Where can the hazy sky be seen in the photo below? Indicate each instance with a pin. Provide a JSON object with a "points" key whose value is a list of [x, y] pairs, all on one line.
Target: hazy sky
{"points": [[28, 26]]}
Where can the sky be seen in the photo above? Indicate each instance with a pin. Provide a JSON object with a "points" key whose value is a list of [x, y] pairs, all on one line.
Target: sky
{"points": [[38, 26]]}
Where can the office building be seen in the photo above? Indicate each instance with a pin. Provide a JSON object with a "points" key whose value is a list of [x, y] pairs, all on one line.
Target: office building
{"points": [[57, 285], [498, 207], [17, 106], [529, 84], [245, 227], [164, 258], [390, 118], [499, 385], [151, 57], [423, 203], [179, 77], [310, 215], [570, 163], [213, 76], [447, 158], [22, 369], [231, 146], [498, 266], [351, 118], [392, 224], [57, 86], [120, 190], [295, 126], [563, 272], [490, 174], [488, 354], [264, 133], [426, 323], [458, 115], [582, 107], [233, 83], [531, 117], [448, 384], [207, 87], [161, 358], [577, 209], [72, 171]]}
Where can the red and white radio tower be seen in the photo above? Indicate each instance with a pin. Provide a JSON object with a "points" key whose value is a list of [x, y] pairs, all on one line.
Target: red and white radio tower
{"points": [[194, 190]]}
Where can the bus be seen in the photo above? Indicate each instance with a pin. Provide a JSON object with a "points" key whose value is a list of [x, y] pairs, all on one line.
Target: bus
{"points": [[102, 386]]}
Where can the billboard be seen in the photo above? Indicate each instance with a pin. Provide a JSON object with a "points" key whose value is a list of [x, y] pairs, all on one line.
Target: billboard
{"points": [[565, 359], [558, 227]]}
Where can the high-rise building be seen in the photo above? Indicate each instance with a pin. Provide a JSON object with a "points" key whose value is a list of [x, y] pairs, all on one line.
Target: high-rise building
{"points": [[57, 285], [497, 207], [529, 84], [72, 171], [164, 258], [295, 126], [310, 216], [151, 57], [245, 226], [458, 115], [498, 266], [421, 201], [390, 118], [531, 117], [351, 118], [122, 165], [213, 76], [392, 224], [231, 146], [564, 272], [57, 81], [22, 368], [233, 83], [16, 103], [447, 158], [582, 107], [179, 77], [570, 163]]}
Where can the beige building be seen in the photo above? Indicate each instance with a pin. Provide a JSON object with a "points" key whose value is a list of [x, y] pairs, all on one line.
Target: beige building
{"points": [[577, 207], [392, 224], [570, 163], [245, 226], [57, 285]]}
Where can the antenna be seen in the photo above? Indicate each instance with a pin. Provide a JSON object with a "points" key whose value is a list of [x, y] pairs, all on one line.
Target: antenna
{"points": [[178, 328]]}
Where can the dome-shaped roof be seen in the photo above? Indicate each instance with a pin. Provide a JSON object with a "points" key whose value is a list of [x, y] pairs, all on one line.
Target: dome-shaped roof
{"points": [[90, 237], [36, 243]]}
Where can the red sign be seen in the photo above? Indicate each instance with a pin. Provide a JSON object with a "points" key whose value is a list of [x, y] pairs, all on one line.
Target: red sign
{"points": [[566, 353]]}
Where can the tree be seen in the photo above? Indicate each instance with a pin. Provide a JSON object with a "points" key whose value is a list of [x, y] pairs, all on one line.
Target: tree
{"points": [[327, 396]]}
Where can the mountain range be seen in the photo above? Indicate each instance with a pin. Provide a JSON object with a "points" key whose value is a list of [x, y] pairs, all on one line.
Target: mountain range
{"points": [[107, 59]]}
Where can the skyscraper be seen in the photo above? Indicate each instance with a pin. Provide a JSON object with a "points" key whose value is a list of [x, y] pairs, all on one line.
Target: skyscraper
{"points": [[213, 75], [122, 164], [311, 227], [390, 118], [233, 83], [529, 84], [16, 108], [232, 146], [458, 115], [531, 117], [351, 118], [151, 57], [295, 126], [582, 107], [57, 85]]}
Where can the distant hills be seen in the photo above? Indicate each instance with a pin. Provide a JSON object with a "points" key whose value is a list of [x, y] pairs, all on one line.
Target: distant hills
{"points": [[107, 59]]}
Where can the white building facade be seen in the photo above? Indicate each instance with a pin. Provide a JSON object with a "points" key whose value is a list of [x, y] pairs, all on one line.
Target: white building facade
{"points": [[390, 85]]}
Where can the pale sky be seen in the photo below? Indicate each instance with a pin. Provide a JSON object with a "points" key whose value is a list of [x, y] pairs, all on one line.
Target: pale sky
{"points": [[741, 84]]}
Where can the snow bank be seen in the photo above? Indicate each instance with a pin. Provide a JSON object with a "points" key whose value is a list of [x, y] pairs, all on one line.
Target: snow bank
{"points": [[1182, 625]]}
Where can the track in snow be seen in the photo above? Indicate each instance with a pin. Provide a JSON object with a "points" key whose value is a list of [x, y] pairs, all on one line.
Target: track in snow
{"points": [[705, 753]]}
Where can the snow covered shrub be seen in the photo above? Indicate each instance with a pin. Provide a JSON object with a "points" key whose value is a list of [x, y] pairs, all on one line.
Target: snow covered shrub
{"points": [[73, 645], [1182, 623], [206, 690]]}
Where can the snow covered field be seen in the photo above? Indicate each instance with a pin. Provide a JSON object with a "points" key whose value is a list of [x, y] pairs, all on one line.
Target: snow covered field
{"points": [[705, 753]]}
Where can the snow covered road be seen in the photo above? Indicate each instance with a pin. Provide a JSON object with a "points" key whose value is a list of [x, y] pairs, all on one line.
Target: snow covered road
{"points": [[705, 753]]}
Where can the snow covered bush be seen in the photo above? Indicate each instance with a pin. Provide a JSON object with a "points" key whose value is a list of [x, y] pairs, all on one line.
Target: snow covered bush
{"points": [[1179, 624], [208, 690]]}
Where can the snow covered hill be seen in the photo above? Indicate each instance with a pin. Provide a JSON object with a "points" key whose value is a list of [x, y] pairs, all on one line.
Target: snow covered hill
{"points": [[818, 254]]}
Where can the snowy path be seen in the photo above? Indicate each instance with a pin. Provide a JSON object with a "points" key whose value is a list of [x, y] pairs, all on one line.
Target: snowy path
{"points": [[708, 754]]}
****
Brief →
Transcribe every entry exactly.

Solution to this task →
Where can the hazy sky be seen in the photo below? Indicate each instance with a pin. Provide a JSON object with a "points" key whose value is a list of [x, y] pairs, all on one line.
Target: hazy sky
{"points": [[28, 26]]}
Where can the sky be seen in the photo above? Indicate each instance with a pin. Provide a JSON object with a "points" key whose value is a list of [x, y] pairs, all on one line.
Target: sky
{"points": [[38, 26]]}
Where can the office building be seen in the photo above? Indicate each instance with a pin. Provide a JSON object with a "points" key whose value is a list of [x, y] pairs, all on one line.
Target: office building
{"points": [[57, 285], [498, 207], [17, 106], [529, 84], [245, 227], [164, 258], [390, 118], [499, 385], [151, 57], [423, 203], [179, 77], [310, 215], [570, 163], [213, 76], [447, 158], [22, 369], [231, 146], [498, 266], [351, 118], [392, 224], [57, 86], [120, 190], [295, 126], [563, 272], [490, 174], [488, 354], [264, 133], [426, 323], [458, 115], [582, 107], [233, 83], [531, 117], [448, 384], [207, 87], [161, 358], [577, 209], [72, 171]]}
Where can the red and white radio tower be seen in the photo above? Indicate each instance with a pin. Provide a JSON object with a "points" key whose value is a list of [x, y] pairs, all on one line.
Target: red and white radio tower
{"points": [[194, 190]]}
Where can the bus be seen in the photo above? Indicate each instance with a pin. Provide a JSON object with a "points" key whose value is a list of [x, y] pairs, all on one line.
Target: bus
{"points": [[102, 386]]}
Where can the billboard be seen in the photo above? Indicate each instance with a pin. Provide a JSON object with a "points" key whose value is a list of [x, y] pairs, all on one line.
Target: billboard
{"points": [[565, 359], [558, 227]]}
Where can the high-rise building be seen in the photo above? Indicate each instance with a pin. Provide a JSON object with a "points" key whose value is a list of [x, y] pairs, all on one line.
Target: high-rise building
{"points": [[57, 285], [497, 207], [529, 84], [72, 171], [164, 258], [295, 126], [310, 216], [151, 57], [245, 226], [458, 115], [498, 266], [421, 201], [390, 118], [531, 117], [351, 118], [122, 165], [213, 76], [392, 224], [231, 146], [564, 272], [57, 81], [22, 368], [233, 83], [16, 103], [447, 158], [582, 107], [179, 77], [570, 163]]}
Where can the beige building be seen in the photo above? Indicate each instance with a pin. Provide a JSON object with a "points" key whose value is a list of [x, y] pairs, all on one line.
Target: beige building
{"points": [[577, 207], [392, 224], [570, 163], [245, 226], [57, 285]]}
Where can the antenna be seen in the photo above? Indicate each instance with a pin. Provide a JSON object with a "points" key whose value is a list of [x, y] pairs, all on one line.
Target: antenna
{"points": [[178, 328]]}
Where can the dome-shaped roof be seen in the photo above? Indicate each instance with a pin. Provide a JSON object with a "points" key whose value is a list of [x, y] pairs, all on one line.
Target: dome-shaped roof
{"points": [[90, 237], [36, 243]]}
Where can the red sign be seen in the photo above? Indicate each instance with a pin. Provide a JSON object with a "points" key whose value is a list of [x, y] pairs, all on one line.
Target: red sign
{"points": [[566, 353]]}
Where can the tree be seen in the photo above? Indicate each instance with a pin. Provide a JSON object with a "points" key whose value is a list of [x, y] pairs, all on one line.
Target: tree
{"points": [[327, 396]]}
Where can the mountain range be seen in the photo above? Indicate each instance with a pin. Provide a JSON object with a "points" key whose value is a list of [x, y] pairs, all on one line.
Target: mountain range
{"points": [[107, 59]]}
Where can the skyscraper be seen in the photo above? Indicate each instance with a pin. Provide a JSON object with a "points" key whose value is a list of [x, y] pairs, all on one line.
Target: skyscraper
{"points": [[213, 75], [122, 164], [311, 227], [390, 118], [233, 83], [529, 84], [16, 108], [232, 146], [458, 115], [531, 117], [351, 118], [151, 57], [295, 126], [582, 107], [57, 85]]}
Where can the distant hills be seen in the photo above? Indicate each instance with a pin. Provide a JSON object with a "points" key whose value is a list of [x, y] pairs, all on one line.
Target: distant hills
{"points": [[107, 59]]}
Where can the white building facade be seen in the photo above? Indicate each instance with a pin. Provide a JSON object with a "points" key whose value is a list of [x, y] pairs, all on one line.
Target: white building facade
{"points": [[390, 85]]}
Where can the pale sky be seen in the photo below? Indicate each instance with a pin. Provide a JSON object with a "points" key whose value is a list of [x, y] pairs, all on one line.
Target: pale sky
{"points": [[741, 84]]}
Where can the snow bank be seen in the photo above? Indicate each instance with a pin. Provide a JSON object with a "points" key whose value is a list of [x, y] pairs, all on one line.
Target: snow bank
{"points": [[1182, 625]]}
Where can the track in snow be seen in the photo above? Indicate each instance with a pin. Provide a JSON object with a "points" key whose value is a list of [x, y] pairs, all on one line.
Target: track in snow
{"points": [[705, 753]]}
Where can the snow covered shrub be seen in the photo above? Indicate each instance with a pin. Provide a JSON object with a "points" key whose value is a list of [x, y] pairs, all on one line.
Target: snow covered shrub
{"points": [[73, 645], [1182, 623], [206, 690]]}
Where can the snow covered field be seen in the photo above? Indicate each instance with a pin. Provide a JSON object with a "points" key whose value is a list of [x, y] pairs, all on one line.
Target: snow covered field
{"points": [[705, 753]]}
Where can the snow covered road be seen in the photo above? Indicate each instance with a pin. Provide a JSON object with a "points" key whose value is a list of [x, y] pairs, all on one line.
Target: snow covered road
{"points": [[705, 753]]}
Where can the snow covered bush be seen in the photo above? Indicate each instance with a pin. Provide a JSON object with a "points" key whose value is a list of [x, y] pairs, all on one line.
Target: snow covered bush
{"points": [[1179, 624], [208, 690]]}
Where can the snow covered hill be seen in the photo above? Indicate each instance with a pin. Provide a JSON object with a "points" key whose value is a list of [x, y] pairs, all on one line.
Target: snow covered hill
{"points": [[818, 254]]}
Where can the snowy path be seen in the photo above? Indicate each instance with a pin. Provide a JSON object with a "points" key whose value is a list of [x, y] pairs, all on one line.
Target: snowy path
{"points": [[708, 754]]}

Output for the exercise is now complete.